STATED TASK ▸ Print exactly the lines from the line with "photo below, one" to the last line of the data, please, both included.

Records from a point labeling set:
━━━

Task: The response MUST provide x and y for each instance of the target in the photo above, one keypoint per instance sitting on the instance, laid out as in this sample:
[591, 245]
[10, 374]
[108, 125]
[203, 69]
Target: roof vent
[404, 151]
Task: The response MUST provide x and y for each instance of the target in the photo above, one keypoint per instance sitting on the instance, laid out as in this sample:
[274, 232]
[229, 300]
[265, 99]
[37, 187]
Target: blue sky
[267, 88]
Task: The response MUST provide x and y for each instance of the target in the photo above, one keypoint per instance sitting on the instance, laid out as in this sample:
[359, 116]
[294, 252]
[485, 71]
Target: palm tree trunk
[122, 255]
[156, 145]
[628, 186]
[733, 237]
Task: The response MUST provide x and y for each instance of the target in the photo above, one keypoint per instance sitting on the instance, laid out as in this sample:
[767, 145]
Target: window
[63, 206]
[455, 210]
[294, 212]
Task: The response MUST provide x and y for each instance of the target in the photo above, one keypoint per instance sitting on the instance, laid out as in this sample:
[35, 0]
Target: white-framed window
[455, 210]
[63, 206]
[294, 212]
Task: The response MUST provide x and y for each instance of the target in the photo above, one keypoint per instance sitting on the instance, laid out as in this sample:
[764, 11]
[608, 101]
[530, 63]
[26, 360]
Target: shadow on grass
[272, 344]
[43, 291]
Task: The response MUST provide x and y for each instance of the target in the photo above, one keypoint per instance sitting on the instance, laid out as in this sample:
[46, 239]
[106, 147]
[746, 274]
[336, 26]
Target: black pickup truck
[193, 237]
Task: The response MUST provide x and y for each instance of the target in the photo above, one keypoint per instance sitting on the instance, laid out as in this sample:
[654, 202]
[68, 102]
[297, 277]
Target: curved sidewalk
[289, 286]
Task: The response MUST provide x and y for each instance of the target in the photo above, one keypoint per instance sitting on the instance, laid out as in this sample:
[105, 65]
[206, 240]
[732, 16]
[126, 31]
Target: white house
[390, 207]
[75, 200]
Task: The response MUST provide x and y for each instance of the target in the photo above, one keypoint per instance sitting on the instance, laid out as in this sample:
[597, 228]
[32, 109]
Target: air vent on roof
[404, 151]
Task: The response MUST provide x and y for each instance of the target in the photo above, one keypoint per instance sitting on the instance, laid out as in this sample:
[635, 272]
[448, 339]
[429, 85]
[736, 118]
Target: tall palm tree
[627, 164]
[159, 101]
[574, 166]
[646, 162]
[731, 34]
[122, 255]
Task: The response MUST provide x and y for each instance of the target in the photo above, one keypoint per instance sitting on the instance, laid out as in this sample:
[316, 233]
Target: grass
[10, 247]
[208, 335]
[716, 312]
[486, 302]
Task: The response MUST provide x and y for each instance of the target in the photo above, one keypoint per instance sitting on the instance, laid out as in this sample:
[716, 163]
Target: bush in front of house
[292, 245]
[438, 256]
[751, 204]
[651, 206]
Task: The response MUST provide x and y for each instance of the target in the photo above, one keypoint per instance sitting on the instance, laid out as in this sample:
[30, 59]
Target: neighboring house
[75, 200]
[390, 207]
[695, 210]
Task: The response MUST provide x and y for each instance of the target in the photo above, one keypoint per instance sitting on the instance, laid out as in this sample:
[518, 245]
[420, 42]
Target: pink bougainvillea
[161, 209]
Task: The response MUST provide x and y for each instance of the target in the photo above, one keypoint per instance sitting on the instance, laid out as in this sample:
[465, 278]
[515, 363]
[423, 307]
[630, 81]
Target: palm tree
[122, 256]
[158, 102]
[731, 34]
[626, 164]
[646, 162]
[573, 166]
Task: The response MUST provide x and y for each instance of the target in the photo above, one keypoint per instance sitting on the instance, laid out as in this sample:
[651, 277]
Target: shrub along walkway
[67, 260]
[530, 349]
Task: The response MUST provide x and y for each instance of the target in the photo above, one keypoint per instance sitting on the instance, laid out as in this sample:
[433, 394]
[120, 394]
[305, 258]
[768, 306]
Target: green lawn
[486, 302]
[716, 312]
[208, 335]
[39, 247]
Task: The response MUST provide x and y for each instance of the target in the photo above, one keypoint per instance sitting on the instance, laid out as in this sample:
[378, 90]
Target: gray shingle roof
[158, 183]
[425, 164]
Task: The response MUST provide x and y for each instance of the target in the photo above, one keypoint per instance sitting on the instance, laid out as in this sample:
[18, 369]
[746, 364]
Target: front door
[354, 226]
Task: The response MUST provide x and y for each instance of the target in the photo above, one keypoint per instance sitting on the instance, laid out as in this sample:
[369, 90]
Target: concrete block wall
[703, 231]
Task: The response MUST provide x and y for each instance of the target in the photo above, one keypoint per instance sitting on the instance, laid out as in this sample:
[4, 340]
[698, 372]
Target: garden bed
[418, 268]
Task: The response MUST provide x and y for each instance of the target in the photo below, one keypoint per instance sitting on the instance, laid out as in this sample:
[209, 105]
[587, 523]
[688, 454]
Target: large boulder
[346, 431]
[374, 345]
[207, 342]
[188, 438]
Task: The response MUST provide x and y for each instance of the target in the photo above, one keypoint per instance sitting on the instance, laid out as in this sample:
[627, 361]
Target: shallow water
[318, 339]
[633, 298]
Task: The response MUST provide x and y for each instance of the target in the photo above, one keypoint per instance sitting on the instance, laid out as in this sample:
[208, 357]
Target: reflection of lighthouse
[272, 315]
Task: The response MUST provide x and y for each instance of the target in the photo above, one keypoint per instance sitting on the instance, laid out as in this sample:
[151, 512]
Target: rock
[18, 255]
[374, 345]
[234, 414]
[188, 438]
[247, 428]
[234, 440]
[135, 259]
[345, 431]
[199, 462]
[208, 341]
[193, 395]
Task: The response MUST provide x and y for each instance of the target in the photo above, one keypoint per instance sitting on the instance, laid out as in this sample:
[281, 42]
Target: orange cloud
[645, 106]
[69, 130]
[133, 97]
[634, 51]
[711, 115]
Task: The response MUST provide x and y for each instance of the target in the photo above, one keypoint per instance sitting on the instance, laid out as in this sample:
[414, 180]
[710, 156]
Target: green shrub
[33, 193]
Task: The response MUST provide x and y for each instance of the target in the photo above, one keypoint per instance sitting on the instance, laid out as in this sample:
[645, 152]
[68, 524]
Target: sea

━━━

EXERCISE RESPONSE ▸
Task: The response MUST provide x and y for each instance of the target in the photo below, one keypoint per instance sitting on the instance, laid out as in this sample:
[209, 105]
[587, 523]
[688, 454]
Target: large boulder
[346, 431]
[374, 345]
[207, 342]
[188, 438]
Task: The response MUST provide x and y for each instance of the target in the photo above, one keypoint per instance sitting on the instance, laid out as in this sample:
[627, 361]
Target: shallow water
[318, 339]
[633, 298]
Task: The response MUST provide x and y for each instance of the target in the photo above, one keypoint per instance sitting on the instance, laid out as in this sample:
[208, 357]
Target: reflection of lighthouse
[272, 315]
Task: The response MUST provide x and y for each instance of the target in the photo above, one keypoint per instance sitting on the instance, laid out as in this sample:
[151, 512]
Target: rock
[18, 255]
[374, 345]
[234, 414]
[188, 438]
[247, 428]
[234, 440]
[135, 259]
[345, 431]
[199, 462]
[208, 341]
[193, 395]
Task: The response MUST provide x and y for each instance of the target in the photo above, one keypoint per instance sitting on the instance, laid out as in this sample:
[281, 42]
Target: orange cloud
[645, 106]
[69, 130]
[133, 97]
[634, 51]
[711, 115]
Task: The response MUST provide x and y for each instance of the target in the photo above, one keypoint per instance sitting on the instance, laid out as in this sample:
[414, 180]
[710, 156]
Target: green shrub
[33, 193]
Task: The response MUST provide x and y for each instance of the target in the photo above, one keypoint per instance sitting on the instance, laid out as in this sample:
[645, 152]
[68, 524]
Target: sea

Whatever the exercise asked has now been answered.